Count the lines of the records below that contain the string "panel", treating uppercase and lowercase as different. Give only the number.
[Data supplied start]
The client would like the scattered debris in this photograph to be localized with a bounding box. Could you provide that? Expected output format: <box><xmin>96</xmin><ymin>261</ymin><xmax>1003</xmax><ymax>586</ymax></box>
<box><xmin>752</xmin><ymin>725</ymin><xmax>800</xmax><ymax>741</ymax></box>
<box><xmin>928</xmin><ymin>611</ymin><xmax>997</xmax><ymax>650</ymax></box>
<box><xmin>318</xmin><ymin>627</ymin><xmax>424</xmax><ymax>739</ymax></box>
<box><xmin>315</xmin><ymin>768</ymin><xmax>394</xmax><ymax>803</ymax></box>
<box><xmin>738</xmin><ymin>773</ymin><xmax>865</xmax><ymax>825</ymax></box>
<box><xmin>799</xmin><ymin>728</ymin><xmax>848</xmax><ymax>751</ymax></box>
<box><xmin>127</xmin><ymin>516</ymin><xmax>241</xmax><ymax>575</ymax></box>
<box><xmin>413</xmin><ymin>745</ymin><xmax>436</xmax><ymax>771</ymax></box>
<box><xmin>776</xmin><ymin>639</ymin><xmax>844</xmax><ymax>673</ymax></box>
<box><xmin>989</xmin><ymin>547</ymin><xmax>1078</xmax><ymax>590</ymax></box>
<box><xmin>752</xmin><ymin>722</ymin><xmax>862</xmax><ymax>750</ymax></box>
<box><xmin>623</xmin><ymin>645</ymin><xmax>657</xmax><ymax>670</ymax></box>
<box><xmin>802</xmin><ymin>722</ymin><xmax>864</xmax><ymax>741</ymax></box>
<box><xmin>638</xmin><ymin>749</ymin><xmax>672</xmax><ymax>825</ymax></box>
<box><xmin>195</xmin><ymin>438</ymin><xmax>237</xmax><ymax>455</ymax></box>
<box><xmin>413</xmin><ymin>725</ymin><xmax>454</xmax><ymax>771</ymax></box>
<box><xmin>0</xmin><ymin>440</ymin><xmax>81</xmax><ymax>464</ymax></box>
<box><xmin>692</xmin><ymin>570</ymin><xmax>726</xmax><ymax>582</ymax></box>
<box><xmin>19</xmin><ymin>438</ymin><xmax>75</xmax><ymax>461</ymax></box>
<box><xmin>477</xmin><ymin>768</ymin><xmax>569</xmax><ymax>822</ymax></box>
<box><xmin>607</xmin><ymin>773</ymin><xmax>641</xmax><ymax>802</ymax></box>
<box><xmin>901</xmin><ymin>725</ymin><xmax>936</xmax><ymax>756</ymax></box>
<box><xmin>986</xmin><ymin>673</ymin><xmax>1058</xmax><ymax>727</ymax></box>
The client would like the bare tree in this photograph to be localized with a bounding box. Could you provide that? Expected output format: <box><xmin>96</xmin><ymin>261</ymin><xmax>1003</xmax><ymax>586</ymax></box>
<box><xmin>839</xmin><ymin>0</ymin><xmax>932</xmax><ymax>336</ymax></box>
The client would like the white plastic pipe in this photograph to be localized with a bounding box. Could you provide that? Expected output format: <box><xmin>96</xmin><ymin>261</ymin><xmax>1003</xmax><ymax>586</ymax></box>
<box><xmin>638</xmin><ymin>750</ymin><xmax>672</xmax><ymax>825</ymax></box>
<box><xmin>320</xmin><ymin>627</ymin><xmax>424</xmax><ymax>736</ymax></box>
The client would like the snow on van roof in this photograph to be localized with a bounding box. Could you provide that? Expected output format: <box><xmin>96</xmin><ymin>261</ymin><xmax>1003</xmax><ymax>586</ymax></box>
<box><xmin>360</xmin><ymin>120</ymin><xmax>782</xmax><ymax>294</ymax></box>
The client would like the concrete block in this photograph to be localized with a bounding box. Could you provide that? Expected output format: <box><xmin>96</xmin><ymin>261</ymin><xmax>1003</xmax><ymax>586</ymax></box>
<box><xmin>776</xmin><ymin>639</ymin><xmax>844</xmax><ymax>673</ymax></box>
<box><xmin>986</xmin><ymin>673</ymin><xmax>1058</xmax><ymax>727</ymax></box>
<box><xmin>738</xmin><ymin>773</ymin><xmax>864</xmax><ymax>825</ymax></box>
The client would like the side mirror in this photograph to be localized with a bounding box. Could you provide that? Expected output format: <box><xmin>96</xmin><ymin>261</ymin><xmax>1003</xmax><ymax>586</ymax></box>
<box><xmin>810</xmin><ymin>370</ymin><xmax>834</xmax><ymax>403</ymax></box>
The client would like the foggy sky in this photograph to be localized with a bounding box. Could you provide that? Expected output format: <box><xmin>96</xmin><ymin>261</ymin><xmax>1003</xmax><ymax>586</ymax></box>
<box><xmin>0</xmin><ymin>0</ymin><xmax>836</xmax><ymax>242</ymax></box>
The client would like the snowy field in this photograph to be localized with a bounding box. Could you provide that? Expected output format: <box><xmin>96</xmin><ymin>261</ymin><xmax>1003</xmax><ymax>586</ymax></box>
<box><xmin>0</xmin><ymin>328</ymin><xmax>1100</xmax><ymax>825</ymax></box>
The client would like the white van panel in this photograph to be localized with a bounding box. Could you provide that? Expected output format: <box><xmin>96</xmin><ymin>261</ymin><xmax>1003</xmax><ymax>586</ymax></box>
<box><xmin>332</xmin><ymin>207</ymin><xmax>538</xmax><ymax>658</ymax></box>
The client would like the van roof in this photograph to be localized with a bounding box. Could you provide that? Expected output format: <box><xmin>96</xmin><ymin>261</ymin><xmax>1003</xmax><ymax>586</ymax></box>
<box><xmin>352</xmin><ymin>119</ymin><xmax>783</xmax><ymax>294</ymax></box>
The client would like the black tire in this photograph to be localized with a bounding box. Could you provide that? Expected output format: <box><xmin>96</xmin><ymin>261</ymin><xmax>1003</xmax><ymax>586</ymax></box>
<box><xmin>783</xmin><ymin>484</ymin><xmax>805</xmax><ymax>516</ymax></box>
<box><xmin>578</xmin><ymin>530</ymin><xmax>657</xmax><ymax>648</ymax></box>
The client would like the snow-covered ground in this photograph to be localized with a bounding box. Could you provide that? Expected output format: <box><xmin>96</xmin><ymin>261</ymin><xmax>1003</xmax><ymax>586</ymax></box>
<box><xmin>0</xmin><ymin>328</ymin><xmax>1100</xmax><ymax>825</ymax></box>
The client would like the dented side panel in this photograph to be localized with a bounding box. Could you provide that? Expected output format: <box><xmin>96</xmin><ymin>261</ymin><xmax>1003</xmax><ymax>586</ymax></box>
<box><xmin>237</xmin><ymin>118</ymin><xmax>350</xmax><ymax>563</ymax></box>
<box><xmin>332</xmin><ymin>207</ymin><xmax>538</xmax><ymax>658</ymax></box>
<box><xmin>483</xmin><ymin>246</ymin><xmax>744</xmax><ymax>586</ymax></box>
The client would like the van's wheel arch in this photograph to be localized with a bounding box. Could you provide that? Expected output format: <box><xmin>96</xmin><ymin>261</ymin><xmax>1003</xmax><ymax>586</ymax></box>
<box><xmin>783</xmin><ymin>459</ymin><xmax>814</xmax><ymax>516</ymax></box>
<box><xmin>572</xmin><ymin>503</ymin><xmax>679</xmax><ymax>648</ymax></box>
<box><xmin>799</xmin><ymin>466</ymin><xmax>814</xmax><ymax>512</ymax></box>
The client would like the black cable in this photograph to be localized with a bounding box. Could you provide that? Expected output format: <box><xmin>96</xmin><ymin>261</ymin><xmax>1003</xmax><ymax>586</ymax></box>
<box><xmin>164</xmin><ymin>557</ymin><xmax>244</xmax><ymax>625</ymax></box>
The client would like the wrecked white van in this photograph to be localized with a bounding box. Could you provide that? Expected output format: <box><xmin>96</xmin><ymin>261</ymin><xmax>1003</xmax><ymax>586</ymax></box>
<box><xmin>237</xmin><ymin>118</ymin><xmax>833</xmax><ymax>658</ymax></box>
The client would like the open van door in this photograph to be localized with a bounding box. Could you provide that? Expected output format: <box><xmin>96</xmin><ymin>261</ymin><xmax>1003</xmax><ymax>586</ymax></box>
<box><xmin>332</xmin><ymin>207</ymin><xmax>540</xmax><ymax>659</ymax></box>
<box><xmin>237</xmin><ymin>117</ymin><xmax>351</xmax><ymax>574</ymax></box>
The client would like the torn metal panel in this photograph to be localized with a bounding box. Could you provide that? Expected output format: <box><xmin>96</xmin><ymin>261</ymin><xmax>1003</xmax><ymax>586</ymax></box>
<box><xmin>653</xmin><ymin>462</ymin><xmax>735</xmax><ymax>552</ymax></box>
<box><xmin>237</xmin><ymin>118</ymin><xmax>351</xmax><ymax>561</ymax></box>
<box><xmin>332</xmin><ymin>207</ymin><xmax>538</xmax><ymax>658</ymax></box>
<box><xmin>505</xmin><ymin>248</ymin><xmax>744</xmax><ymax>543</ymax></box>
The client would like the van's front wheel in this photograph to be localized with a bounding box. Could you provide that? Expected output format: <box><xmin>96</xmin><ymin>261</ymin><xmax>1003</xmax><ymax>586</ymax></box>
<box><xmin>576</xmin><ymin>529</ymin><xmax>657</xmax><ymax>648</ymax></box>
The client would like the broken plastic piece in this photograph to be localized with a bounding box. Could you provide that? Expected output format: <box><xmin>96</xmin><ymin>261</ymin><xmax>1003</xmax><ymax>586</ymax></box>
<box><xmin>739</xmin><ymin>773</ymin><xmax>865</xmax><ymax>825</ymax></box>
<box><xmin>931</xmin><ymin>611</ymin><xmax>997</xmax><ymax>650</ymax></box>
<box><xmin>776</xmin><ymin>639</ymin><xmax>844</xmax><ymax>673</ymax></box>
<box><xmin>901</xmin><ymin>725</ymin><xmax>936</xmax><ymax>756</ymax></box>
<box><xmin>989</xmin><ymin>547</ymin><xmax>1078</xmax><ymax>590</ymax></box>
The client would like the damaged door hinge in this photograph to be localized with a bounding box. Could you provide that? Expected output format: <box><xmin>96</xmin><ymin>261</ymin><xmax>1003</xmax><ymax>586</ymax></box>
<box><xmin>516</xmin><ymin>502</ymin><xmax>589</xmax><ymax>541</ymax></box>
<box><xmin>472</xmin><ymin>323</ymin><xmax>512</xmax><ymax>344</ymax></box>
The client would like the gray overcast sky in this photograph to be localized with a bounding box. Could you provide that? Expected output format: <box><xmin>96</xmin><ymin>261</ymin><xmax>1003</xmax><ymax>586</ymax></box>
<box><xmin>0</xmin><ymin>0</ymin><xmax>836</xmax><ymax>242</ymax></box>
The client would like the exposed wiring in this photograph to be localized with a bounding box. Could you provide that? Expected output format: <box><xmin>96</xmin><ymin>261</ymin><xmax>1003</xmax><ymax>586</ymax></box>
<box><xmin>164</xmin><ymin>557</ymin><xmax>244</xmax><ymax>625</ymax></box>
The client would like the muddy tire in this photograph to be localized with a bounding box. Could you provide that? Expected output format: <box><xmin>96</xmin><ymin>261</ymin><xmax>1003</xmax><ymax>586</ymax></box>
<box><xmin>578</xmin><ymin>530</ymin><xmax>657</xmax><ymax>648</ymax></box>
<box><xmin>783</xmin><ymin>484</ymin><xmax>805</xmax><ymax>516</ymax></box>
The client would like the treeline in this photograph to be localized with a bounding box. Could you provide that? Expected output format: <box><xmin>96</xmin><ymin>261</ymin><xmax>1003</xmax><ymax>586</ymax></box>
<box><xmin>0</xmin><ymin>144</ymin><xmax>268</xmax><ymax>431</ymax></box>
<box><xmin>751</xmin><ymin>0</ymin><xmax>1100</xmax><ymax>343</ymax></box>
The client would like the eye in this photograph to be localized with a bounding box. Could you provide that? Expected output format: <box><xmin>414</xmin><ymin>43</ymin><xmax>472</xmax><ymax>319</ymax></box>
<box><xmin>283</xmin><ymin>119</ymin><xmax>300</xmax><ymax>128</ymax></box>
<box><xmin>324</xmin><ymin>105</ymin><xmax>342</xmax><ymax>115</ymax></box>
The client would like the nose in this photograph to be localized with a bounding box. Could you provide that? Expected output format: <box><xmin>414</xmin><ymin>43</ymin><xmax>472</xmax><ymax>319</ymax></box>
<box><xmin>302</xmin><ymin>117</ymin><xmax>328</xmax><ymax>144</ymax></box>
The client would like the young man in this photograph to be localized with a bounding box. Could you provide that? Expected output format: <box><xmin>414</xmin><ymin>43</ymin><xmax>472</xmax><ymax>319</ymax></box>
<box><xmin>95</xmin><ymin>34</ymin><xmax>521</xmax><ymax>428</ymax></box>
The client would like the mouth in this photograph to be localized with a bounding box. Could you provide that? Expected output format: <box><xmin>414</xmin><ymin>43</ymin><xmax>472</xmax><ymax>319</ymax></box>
[Data supplied end]
- [Task response]
3